Entries from a point annotation set
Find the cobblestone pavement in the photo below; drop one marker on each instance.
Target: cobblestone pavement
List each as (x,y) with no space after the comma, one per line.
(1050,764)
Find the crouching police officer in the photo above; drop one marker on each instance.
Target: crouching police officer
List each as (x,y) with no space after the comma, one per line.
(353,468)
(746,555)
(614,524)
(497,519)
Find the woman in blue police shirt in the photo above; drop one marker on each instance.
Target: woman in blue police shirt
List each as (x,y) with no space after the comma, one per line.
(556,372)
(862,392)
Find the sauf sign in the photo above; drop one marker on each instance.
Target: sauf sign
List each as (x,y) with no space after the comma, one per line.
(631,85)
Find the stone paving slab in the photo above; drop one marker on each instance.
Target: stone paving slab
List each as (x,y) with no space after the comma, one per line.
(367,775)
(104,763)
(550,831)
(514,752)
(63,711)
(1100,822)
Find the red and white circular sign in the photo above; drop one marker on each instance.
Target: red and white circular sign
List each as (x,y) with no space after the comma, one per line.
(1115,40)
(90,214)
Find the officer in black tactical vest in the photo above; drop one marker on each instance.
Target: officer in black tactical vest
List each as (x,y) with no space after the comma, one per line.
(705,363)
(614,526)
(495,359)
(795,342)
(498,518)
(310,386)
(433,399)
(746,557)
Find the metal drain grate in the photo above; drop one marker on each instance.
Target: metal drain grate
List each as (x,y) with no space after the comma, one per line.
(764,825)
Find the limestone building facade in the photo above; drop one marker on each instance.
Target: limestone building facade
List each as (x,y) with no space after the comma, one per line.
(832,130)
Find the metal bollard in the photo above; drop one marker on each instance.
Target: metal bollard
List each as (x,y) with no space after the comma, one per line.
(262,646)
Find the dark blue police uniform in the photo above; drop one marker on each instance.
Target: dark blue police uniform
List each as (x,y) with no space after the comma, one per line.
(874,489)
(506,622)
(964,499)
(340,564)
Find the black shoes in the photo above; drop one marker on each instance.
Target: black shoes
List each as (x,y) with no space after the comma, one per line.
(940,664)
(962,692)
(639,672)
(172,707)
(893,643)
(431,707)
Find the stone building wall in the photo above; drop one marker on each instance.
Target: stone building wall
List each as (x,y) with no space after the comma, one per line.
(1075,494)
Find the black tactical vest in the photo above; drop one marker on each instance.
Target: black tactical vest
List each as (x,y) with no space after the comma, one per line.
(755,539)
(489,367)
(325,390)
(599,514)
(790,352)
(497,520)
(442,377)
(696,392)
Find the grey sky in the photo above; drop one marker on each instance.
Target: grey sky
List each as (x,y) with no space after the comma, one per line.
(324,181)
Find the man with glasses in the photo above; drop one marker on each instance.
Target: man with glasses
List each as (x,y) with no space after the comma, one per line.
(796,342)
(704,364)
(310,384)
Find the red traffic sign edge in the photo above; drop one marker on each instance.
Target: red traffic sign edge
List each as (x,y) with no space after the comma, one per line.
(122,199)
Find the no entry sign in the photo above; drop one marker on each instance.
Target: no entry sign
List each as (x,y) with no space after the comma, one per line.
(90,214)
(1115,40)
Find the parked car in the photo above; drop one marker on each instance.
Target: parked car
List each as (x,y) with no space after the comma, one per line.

#### [OBJECTIVE]
Rewrite all of the records above, changing each "marker" to "pin" and keeping every other word and line unchanged.

#### [SOLUTION TO THE PROBLEM]
Find the cobblestone pavement in the photo below; drop one pin on each instance.
Target: cobblestone pavement
List each as (x,y) with no space after the comma, one per line.
(1050,764)
Find the crouching police officer in the photo above; drop one pin on each instance.
Target: crouching police officer
List each as (x,y) with no space after the comma, one per line.
(353,468)
(746,555)
(614,524)
(497,519)
Find the woman in blue police shirt in the photo above; drop one pin on each instance.
Target: woman in blue police shirt
List each as (x,y) with no space after the comma, one per line.
(556,372)
(862,392)
Find the sauf sign in the photo above; drop one pin on each instance.
Target: sauf sign
List each as (x,y) with no space after the comma, one per line.
(631,85)
Find the stone paving slab in the photo above; drop one pin on each instance.
Target: stone paving slab
List each as (x,y) with no space after the comma, one per line.
(367,775)
(104,763)
(550,831)
(514,752)
(63,711)
(1100,822)
Find the red and white circular sign in the photo above; drop one pin on each instance.
Target: red and white circular sign
List each as (x,y) with no space after the comma, one per line.
(1115,40)
(90,214)
Find the officer in black tactical vest in the photo above; drop one pin on each instance.
Target: officer in black tactical vest
List each as (x,y) with no space after the comma, one per line.
(705,363)
(614,526)
(495,359)
(795,342)
(498,518)
(310,386)
(433,399)
(746,557)
Find the metal drain grate in the photo above; drop one pin on each instance.
Target: metal drain grate
List each as (x,y) with no space after the comma, one per line.
(764,825)
Find the limestone building facade in the photo above; drop one pin on each instance.
Target: limestone building facade
List each as (x,y) with no space after the comma, one per line.
(832,130)
Find the metal bollard in the photo above; drop one pin on each instance.
Target: metal bollard
List each as (x,y) with no space after the comma, one per line.
(262,646)
Find the dark blue police uniform in the photo above; drop one pin on each instance.
Target: dark blue police uniform
List each as (x,y) with no space after the comma, one per line.
(874,489)
(506,622)
(964,499)
(340,564)
Find the black shoes in the photo above; drop one pin on each instance.
Target: black shoes
List each as (x,y) with no space after the comma, one per line.
(940,664)
(962,692)
(639,672)
(172,707)
(893,643)
(431,707)
Find the stone building wall in the photo above; drop one pin on each instance.
Target: stone building wall
List each as (x,y) with no space after the comma, one per line.
(1075,494)
Find the black tactical vest in the photo above; drop one pin on each instance.
Target: black tactical vest
List each as (x,y) with no space after the comma, one per line.
(755,539)
(489,367)
(325,390)
(599,514)
(790,352)
(497,520)
(442,377)
(696,392)
Find the grey sky in the photo above; drop one pin on each instance.
Target: grey sky
List each as (x,y) with no space after the comma, one per line.
(324,181)
Find the man with glasses in the photo above; drop one pin on each instance.
Target: man with glasses
List each as (x,y) with no space after the comma, one per line.
(796,342)
(704,364)
(310,384)
Find the red traffic sign edge in the photo above; drop one pin on each instance.
Target: red traffic sign edge
List each as (x,y) with no space after the comma, one per line.
(122,199)
Find the no entry sign in the photo above; drop one pin on each instance.
Target: no entry sign
List each as (x,y) with no space after the comma, one per line.
(90,214)
(1115,40)
Find the parked car in the photo above; drop one pin on each instance.
Target: parked car
List each as (x,y) with no space after the comma, one per line.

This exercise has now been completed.